(Text section begins)

These 16 sisters did exactly that. As they were led to the scaffold they sang aloud joyful hymns and parts of the Office as they approached the instrument of their death, the guillotine. Saturday will be the 100th anniversary of their beatification as I said. One is beatified first and then canonized.

Before one of the sisters placed her neck in the wooden stocks of the guillotine, her last words to the silent crowd were,

“I just want to let everyone know I forgive you with all my heart because I want God to forgive me all my sins.”


Then they cut off her head. This sister taught in pagan Paris when religious teaching had been forbidden. She used the last words she would ever speak to teach that crowd a lesson that has to be repeated again and again. Just as my father and mother were so patient with me, having to repeat things over and over again until I learned, we have to be patient with those in whom we come in contact.

The mission of the Church has not ceased. It is as irresponsible for us to stop preaching and teaching those around us as it is to say that the missionary effort of the Church is not to all peoples and that, for example, the Jews are excluded. This is discrimination in the extreme and we can leave no one out of our efforts. Jesus said last Sunday that He is the vine and we are the branches and without Him we can do nothing.

The Church has always prayed at this time of the year, a Novena to the Holy Spirit. In fact, this is where the idea of praying a Novena originated. People think Novenas came from the 1500s or the early 1900s. No…after Jesus ascended into heaven the Church closed in on itself and went into the upper room with Our Lady. They closed the doors and the windows and spent nine days in prayer, praying for the Holy Spirit, Who Christ promised to send. We would do well to imitate their Novena by lifting up prayers to the Holy Spirit for this mission Christ has entrusted to His Church. If you are part of the Church then you are part of the mission and you have to lift your part of the load with your family, friends, neighbors, and the strangers with whom you come into contact. It isn’t an effort that is fraught with gimmicks. So much evangelization today promoted by large conferences of bishops seem to be full of gimmicks. There is nothing “gimmicky” about the evangelization effort. The effort is to be an effort of love, remaining in Jesus and keeping His Commandments is the initial way and the secondary way, as well as the third, fourth and fifth way we are to preach and teach.

It says in the first paragraph of Dominus Jesus,

The Church's universal mission is born from the command of Jesus Christ and is fulfilled in the course of the centuries in the proclamation of the mystery of God, Father, Son, and Holy Spirit, and the mystery of the incarnation of the Son, as saving event for all humanity.


We must preach this to everyone, to all creatures and we do this supported by Christ and His Spirit. We don’t attempt this on our own. If we fail and choose not to work we won’t be free of responsibility but will have merely shirked our responsibility in order to pursue our own agenda; just like my brother and me when we decided to fight or play and wrestle or fill in the blank, until my father came home.

This Feast of the Ascension, which the Universal Church celebrates this coming Thursday is the Ascension of Christ into Heaven and is seated at the right hand of the Father until He returns to judge the living and the dead, and He will return and judge the living and the dead. His Commandment is to imitate Him, to lay down our lives for our friends and we do this by keeping His Commandments.


Jesus said to His disciples, “As the Father loves Me, so I also love you. Remain in My love. If you keep My Commandments you will remain in My love, just as I have kept My Father’s Commandments and remain in His love.”

(Text section ends)
(Record set begins)

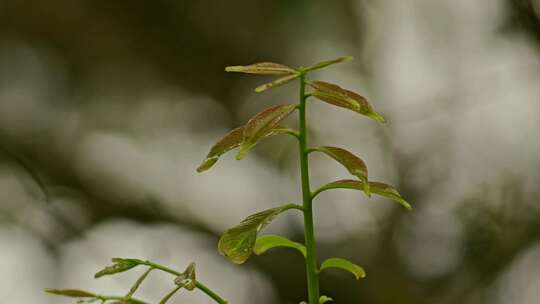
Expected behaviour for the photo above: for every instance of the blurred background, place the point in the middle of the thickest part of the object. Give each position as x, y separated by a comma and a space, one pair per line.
107, 108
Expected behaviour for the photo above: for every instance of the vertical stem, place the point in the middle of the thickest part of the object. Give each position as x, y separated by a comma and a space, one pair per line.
311, 257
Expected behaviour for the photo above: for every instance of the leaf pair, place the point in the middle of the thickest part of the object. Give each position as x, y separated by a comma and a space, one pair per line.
238, 242
335, 95
260, 126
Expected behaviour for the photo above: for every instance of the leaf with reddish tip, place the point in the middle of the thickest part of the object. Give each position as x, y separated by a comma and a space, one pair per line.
262, 124
354, 164
262, 68
323, 64
238, 242
344, 264
276, 83
379, 188
335, 95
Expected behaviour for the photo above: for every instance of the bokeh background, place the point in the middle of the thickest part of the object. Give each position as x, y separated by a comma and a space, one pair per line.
109, 106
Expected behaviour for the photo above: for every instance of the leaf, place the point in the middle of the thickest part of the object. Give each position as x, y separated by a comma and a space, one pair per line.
323, 64
324, 299
276, 83
73, 293
120, 265
187, 279
267, 242
238, 242
261, 125
351, 162
344, 264
262, 68
340, 97
374, 187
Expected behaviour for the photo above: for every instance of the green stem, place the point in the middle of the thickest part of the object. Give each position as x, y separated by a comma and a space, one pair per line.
311, 257
199, 285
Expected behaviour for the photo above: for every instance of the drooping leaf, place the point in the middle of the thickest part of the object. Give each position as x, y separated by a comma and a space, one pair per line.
262, 68
261, 125
323, 64
73, 293
344, 264
120, 265
238, 242
278, 82
323, 299
267, 242
351, 162
188, 278
340, 97
374, 187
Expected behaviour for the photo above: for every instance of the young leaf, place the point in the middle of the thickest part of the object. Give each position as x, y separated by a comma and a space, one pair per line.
267, 242
324, 299
323, 64
356, 270
187, 279
73, 293
277, 82
120, 265
374, 187
238, 242
351, 162
261, 125
262, 68
334, 94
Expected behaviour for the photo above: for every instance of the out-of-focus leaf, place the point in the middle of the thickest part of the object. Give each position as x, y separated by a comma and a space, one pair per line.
261, 125
188, 278
238, 242
374, 187
120, 265
323, 64
323, 299
340, 97
267, 242
276, 83
73, 293
351, 162
344, 264
262, 68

(Record set ends)

In the text on the Church's mission, how many days did the Church spend in prayer in the upper room after Jesus ascended into heaven?

Nine days.